• [Brano fornito]:
----------
E aggiunge ancora più solennemente:  "Siate, Cristiani, a muovervi più gravi:  / non siate come penna ad ogne vento, / e non crediate ch'ogne acqua vi lavi" (73-75) - cioè che basti una qualsiasi promessa per purificarvi.

Ed ecco l'alto richiamo a ciò che veramente importa:  la Scrittura e la guida del Papa, riconosciuta valida e autorevole, quand'anche siano indegni quelli che occupano la sede di Pietro:  "Avete il novo e 'l vecchio Testamento, / e 'l pastor de la Chiesa che vi guida:  / questo vi basti a vostro salvamento" (76-78).

Che se altri, per avidità e interesse, insegnassero diversamente e inducessero a moltiplicare i voti, "uomini siate, - ammonisce Dante - e non pecore matte" (80) a imitazione di quell'agnello che, abbandonandosi ai suoi capricci sconsiderati, "saltando e corneggiando" (Francesco da Buti), stoltamente "lascia il latte/ de la sua madre" (82-83). Il linguaggio del poeta, di là dai toni arroventati, rivela un amore appassionato e un fervido anelito per una Chiesa che, riformatasi, risplenda senza macchie. È l'ecclesiologia ineccepibile di un poeta, che qui si fa teologo.

Il quale, nel suo "cupido ingegno" (89), avrebbe altre questioni da sollevare, ma vengono sospese dallo sguardo ardente di Beatrice rivolto al Sole, dal suo silenzio e dalla trasfigurazione del suo sembiante, inondato da nuovo splendore. In un baleno - "come una freccia che tocca il bersaglio prima che la corda dell'arco abbia finito di vibrare" (Chiavacci Leonardi) - si trovano trasportati nel cielo di Mercurio, acceso di più intensa luce dalla gioia di Beatrice. Ma non solo il pianeta, immutabile, "si cambiò e rise" (97):  anche Dante, soggetto per natura alle mutabili impressioni, divenne più lucente e sorridente.
----------
• [Materiale mostrato]:
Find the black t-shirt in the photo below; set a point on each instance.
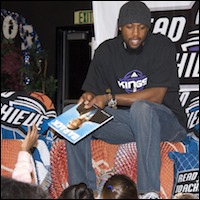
(126, 71)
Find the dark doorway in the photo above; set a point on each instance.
(73, 57)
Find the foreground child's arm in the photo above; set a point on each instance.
(23, 167)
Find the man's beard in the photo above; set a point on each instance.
(137, 50)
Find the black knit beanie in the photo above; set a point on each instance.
(134, 12)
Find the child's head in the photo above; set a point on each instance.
(185, 196)
(119, 186)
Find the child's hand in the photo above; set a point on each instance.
(30, 138)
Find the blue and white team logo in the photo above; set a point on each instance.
(133, 81)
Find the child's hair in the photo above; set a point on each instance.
(185, 196)
(119, 186)
(78, 191)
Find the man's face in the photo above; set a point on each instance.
(134, 34)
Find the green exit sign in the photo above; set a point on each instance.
(83, 17)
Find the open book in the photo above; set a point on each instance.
(77, 122)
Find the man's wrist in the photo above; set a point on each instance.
(111, 100)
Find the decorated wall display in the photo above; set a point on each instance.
(179, 20)
(14, 24)
(19, 40)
----------
• [Obiettivo 1]: Disponi in una tabella Markdown le righe elencate dopo il brano, a partire da quella che contiene "Find the green" e fino all'ultima, tralasciando quelle vuote. Usa la colonna Numero per il numero progressivo e la colonna Riga per il testo.
• [Obiettivo 2]: Riprendi il brano di commento al canto dantesco e proseguilo dopo la sua ultima frase.

• [Risposta 1]:
| Numero | Riga |
|---|---|
| 1 | Find the green exit sign in the photo above; set a point on each instance. |
| 2 | (83, 17) |
| 3 | Find the open book in the photo above; set a point on each instance. |
| 4 | (77, 122) |
| 5 | Find the man's wrist in the photo above; set a point on each instance. |
| 6 | (111, 100) |
| 7 | Find the decorated wall display in the photo above; set a point on each instance. |
| 8 | (179, 20) |
| 9 | (14, 24) |
| 10 | (19, 40) |

• [Risposta 2]:
Ed ecco avvicinarsi a Beatrice e al poeta "più di mille splendori" - è la luminosa definizione dei beati -, persuasi che, rispondendo alle domande di Dante, accresceranno il fervore del loro stesso amore:  il loro corpo era intravisto come "un'ombra piena di letizia", dalla quale "un folgor chiaro (...) uscia" (107-108). Serviva davvero tutta la geniale  creatività del poeta, ormai completamente pervasa di luce, per richiamare così mirabilmente la corporeità dei beati.

Quei beati, che compaiono leggeri nella "sostanza diafana dei cieli" (Chiavacci), sono da Dante immaginati come i pesci che guizzano in una peschiera "tranquilla e pura" (100) e si raccolgono rapidi intorno a quello che ritengono una loro esca. Il poeta arde del desiderio di conoscere la condizione di quei beati; e uno di quegli spiriti, accesi della luce diffusa in tutto il Paradiso, lo invita a porre, senza timore, ogni domanda.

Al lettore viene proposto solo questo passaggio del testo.